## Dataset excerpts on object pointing

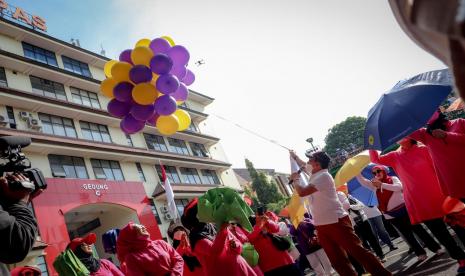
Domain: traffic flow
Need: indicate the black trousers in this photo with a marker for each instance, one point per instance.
(403, 225)
(365, 233)
(287, 270)
(442, 234)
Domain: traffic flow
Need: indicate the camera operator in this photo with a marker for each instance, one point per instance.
(18, 227)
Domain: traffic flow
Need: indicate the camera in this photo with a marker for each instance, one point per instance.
(10, 149)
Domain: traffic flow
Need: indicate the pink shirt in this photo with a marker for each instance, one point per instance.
(422, 191)
(448, 155)
(107, 268)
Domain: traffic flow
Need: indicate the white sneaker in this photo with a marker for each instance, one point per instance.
(421, 258)
(440, 251)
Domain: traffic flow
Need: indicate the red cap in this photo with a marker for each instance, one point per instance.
(91, 238)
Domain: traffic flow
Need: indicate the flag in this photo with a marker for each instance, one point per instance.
(296, 205)
(169, 193)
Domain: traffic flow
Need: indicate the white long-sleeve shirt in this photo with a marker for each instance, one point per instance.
(397, 197)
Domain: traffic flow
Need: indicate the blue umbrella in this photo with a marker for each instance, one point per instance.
(360, 192)
(406, 108)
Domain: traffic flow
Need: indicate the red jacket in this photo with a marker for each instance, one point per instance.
(448, 155)
(422, 191)
(269, 256)
(220, 257)
(107, 268)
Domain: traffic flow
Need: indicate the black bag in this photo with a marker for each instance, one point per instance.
(279, 242)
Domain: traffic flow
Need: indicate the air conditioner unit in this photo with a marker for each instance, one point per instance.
(3, 121)
(168, 216)
(164, 209)
(34, 124)
(24, 115)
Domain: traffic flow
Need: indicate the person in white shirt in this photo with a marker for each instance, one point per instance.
(334, 229)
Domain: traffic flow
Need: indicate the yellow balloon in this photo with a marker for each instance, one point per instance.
(141, 55)
(144, 93)
(167, 125)
(108, 66)
(120, 71)
(106, 86)
(169, 39)
(145, 42)
(184, 119)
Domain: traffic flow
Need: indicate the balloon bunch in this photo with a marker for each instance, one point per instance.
(147, 84)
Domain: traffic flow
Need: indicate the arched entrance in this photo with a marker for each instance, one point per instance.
(98, 218)
(74, 202)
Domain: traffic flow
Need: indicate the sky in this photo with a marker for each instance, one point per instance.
(288, 70)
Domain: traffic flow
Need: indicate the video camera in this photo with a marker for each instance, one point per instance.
(10, 149)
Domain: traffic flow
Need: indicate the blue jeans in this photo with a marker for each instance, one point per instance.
(378, 227)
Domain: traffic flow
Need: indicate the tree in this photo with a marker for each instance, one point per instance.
(347, 135)
(267, 191)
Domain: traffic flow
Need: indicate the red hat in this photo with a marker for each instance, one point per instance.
(25, 270)
(91, 238)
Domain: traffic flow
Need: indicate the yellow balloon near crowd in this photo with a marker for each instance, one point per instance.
(167, 125)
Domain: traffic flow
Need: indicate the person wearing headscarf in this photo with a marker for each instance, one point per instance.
(180, 237)
(82, 248)
(445, 141)
(391, 202)
(139, 255)
(218, 254)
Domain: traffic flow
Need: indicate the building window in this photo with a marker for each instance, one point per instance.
(155, 212)
(3, 81)
(198, 150)
(42, 265)
(141, 172)
(48, 88)
(39, 54)
(171, 173)
(11, 116)
(210, 177)
(76, 66)
(129, 140)
(178, 146)
(95, 132)
(193, 127)
(84, 97)
(191, 176)
(57, 125)
(68, 166)
(180, 204)
(107, 169)
(155, 142)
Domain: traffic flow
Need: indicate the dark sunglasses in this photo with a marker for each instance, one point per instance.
(376, 172)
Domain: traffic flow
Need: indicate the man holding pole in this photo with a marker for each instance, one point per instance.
(334, 229)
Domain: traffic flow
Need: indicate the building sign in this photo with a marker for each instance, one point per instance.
(19, 15)
(95, 187)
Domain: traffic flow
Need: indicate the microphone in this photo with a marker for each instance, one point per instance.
(299, 171)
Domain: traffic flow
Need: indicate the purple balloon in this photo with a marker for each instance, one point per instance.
(179, 54)
(142, 112)
(165, 105)
(159, 45)
(161, 64)
(167, 84)
(189, 78)
(126, 56)
(179, 71)
(181, 93)
(123, 91)
(153, 120)
(130, 125)
(118, 109)
(140, 73)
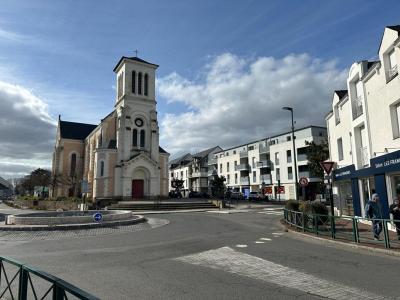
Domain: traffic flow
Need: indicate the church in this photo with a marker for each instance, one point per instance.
(120, 157)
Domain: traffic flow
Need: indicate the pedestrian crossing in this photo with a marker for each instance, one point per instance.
(239, 263)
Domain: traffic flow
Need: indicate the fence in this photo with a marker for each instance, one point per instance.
(19, 281)
(355, 229)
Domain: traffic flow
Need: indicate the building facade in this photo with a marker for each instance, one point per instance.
(363, 129)
(193, 169)
(269, 164)
(121, 156)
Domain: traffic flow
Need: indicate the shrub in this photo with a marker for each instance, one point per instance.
(292, 205)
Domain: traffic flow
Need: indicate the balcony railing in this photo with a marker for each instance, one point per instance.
(266, 179)
(242, 167)
(244, 153)
(244, 180)
(263, 148)
(357, 107)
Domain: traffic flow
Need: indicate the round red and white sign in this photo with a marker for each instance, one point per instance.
(303, 181)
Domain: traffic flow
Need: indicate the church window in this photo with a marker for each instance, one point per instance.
(134, 137)
(102, 168)
(73, 165)
(134, 82)
(142, 138)
(140, 83)
(146, 84)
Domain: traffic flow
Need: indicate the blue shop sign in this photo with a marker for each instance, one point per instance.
(344, 173)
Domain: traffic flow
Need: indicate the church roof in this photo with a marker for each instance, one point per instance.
(134, 59)
(75, 131)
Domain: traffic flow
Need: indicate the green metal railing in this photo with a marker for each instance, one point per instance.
(356, 229)
(20, 281)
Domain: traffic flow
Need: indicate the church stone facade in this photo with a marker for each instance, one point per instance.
(120, 157)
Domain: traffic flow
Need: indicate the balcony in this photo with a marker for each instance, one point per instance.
(243, 154)
(266, 179)
(242, 167)
(357, 107)
(264, 164)
(245, 180)
(263, 148)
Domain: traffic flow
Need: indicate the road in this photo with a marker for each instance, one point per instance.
(208, 255)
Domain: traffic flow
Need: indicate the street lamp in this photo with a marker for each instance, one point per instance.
(294, 152)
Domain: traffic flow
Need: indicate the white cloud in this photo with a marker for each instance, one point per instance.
(237, 100)
(26, 129)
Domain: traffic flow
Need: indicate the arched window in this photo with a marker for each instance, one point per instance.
(134, 82)
(134, 137)
(146, 84)
(142, 138)
(140, 83)
(73, 165)
(101, 168)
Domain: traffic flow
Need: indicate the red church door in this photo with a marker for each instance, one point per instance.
(137, 188)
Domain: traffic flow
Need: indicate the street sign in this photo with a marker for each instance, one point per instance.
(97, 217)
(303, 182)
(327, 166)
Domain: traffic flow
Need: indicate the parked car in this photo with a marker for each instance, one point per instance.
(256, 196)
(174, 194)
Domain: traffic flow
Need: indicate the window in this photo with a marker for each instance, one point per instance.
(140, 83)
(101, 168)
(290, 173)
(289, 156)
(134, 82)
(340, 148)
(146, 84)
(73, 165)
(142, 138)
(134, 137)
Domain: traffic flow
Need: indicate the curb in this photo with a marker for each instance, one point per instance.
(336, 242)
(139, 219)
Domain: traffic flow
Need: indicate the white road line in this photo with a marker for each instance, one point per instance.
(250, 266)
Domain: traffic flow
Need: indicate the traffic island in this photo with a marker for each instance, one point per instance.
(70, 220)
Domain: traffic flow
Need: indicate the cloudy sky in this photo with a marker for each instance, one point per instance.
(226, 67)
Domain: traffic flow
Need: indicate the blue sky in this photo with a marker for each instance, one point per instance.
(63, 52)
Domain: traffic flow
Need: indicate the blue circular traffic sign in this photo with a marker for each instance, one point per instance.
(97, 217)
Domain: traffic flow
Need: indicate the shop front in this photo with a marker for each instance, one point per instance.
(382, 177)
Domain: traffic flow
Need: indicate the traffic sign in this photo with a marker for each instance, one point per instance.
(97, 217)
(303, 181)
(327, 166)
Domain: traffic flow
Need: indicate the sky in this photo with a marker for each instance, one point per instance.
(226, 67)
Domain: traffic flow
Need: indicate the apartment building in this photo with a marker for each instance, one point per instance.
(364, 131)
(193, 170)
(268, 164)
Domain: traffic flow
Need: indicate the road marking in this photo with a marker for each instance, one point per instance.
(235, 262)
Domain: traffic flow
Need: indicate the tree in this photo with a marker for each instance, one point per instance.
(317, 153)
(218, 186)
(41, 177)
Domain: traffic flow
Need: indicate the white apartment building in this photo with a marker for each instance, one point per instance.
(264, 163)
(193, 170)
(364, 131)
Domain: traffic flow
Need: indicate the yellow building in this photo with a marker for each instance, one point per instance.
(120, 157)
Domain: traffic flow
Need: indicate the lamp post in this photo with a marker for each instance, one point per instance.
(294, 152)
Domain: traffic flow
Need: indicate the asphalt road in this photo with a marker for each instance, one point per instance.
(210, 256)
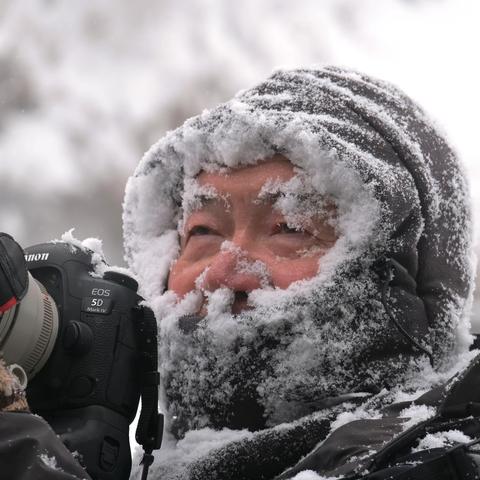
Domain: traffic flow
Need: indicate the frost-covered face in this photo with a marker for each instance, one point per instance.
(238, 238)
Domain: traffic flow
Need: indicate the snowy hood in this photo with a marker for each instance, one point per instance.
(370, 126)
(401, 196)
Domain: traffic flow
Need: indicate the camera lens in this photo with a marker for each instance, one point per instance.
(29, 330)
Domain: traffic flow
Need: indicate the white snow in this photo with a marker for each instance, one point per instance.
(95, 248)
(416, 414)
(50, 462)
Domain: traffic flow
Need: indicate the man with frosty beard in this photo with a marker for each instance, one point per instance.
(306, 250)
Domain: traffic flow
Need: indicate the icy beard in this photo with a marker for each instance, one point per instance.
(292, 354)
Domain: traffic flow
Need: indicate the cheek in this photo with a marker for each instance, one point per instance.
(285, 272)
(181, 278)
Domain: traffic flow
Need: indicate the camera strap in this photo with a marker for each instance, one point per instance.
(150, 423)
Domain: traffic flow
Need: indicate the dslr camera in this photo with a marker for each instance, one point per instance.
(87, 350)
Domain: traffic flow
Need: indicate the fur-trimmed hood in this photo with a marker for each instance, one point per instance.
(396, 285)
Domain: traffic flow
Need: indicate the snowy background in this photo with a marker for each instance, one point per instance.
(87, 87)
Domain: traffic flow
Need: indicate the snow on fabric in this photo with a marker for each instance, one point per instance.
(358, 144)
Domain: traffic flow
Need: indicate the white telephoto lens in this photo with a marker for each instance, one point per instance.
(29, 330)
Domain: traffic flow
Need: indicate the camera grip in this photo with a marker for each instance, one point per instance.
(101, 435)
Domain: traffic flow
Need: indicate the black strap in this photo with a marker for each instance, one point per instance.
(454, 464)
(13, 272)
(150, 423)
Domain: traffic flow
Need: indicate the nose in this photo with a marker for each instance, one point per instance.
(232, 269)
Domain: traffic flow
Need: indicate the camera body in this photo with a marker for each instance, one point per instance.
(89, 389)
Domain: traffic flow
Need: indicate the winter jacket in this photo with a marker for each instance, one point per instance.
(391, 304)
(384, 320)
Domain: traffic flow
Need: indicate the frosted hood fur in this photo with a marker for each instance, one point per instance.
(401, 197)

## SHORT PROBLEM
Return every line of the items above that contains the word "beard", copying each one in full.

## EXPECTED OUTPUT
Need: indicate the man with frosty beard in this photo with a marker for each instance, one point per instance.
Need: indicate the icy beard in this photo with a marker for each instance, one point per instance.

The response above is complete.